Given exercise: Format every line of the items below as a JSON list of strings, one string per line, omitting blank lines.

Available records:
________________________

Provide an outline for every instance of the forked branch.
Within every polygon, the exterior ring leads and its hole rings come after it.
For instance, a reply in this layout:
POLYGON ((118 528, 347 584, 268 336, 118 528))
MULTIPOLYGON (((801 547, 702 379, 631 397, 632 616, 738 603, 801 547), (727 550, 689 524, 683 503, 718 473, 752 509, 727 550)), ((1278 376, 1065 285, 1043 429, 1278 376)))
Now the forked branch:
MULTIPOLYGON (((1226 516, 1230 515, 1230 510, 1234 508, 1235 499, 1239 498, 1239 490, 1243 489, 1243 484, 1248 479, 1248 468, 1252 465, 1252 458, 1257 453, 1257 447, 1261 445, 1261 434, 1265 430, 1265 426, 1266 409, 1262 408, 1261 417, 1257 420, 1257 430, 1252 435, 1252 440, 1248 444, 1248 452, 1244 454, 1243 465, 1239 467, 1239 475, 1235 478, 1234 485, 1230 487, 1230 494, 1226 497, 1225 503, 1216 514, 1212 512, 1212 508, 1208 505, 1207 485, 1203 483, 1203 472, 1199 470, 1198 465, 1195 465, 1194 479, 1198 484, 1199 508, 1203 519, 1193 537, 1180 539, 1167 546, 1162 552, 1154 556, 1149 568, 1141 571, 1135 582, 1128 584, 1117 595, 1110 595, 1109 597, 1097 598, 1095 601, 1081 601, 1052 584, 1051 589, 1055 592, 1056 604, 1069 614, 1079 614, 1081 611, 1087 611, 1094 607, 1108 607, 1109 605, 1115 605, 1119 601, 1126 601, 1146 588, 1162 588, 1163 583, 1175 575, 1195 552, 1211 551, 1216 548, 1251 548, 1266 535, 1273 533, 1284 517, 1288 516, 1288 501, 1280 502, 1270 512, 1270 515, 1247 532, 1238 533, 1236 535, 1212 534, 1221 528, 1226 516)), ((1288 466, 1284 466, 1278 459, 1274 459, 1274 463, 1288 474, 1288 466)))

________________________

Exercise output:
[
  "Provide an outline for every instance of the forked branch.",
  "Within every polygon, the exterior ring leads and its hole rings come after it.",
  "For instance, a reply in this layout:",
  "POLYGON ((118 528, 347 584, 268 336, 118 528))",
  "MULTIPOLYGON (((801 547, 702 379, 631 397, 632 616, 738 603, 801 547), (727 550, 689 524, 683 503, 718 473, 752 509, 727 550)), ((1278 376, 1065 285, 1043 429, 1278 376)))",
  "Now the forked branch:",
  "MULTIPOLYGON (((1226 516, 1230 515, 1230 510, 1234 508, 1235 499, 1239 498, 1239 490, 1243 489, 1243 484, 1248 479, 1248 468, 1252 465, 1252 458, 1257 453, 1257 447, 1261 445, 1261 434, 1265 430, 1265 426, 1266 409, 1262 408, 1261 417, 1257 420, 1257 430, 1252 435, 1252 440, 1248 444, 1248 452, 1244 454, 1243 465, 1239 467, 1239 475, 1235 478, 1234 485, 1230 487, 1230 494, 1226 497, 1225 503, 1216 514, 1212 512, 1212 508, 1208 505, 1207 485, 1203 483, 1203 472, 1199 470, 1198 465, 1195 465, 1194 479, 1198 484, 1199 508, 1203 519, 1193 537, 1180 539, 1167 546, 1162 552, 1154 556, 1149 568, 1141 571, 1135 582, 1128 584, 1117 595, 1110 595, 1109 597, 1097 598, 1095 601, 1081 601, 1052 584, 1051 589, 1055 592, 1056 604, 1069 614, 1079 614, 1081 611, 1087 611, 1094 607, 1108 607, 1109 605, 1115 605, 1119 601, 1126 601, 1146 588, 1162 588, 1163 583, 1175 575, 1195 552, 1211 551, 1216 548, 1251 548, 1266 535, 1273 533, 1284 517, 1288 516, 1288 501, 1280 502, 1270 512, 1270 515, 1247 532, 1238 533, 1236 535, 1212 534, 1221 528, 1226 516)), ((1288 466, 1284 466, 1278 459, 1274 459, 1274 463, 1288 474, 1288 466)))"
]